== EXCERPTED DATA

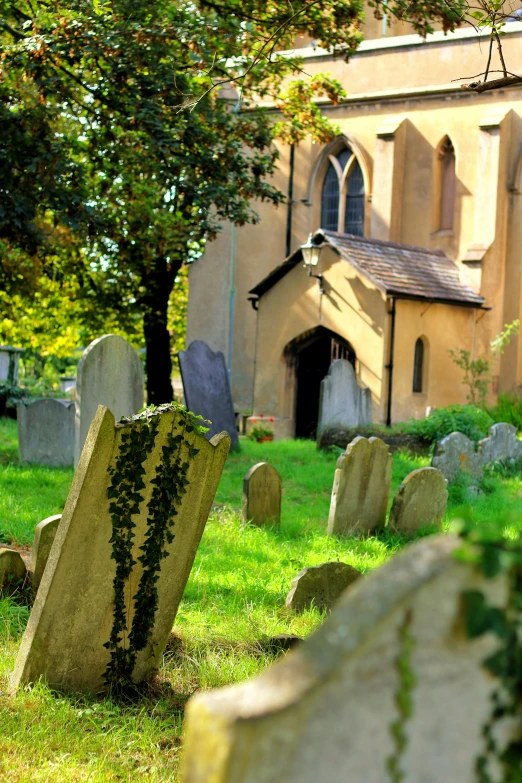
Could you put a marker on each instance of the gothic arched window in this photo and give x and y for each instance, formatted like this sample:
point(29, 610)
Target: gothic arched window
point(418, 366)
point(342, 199)
point(447, 180)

====

PROMPT: The data must be repeated exactly. Any pictures in it are to be left out.

YOUR RESPONSE:
Could you put a marker on each instance of the gothic arched window in this photo and give x and y for each instance, formatted like this sample:
point(29, 610)
Target: gothic arched window
point(418, 366)
point(342, 199)
point(447, 180)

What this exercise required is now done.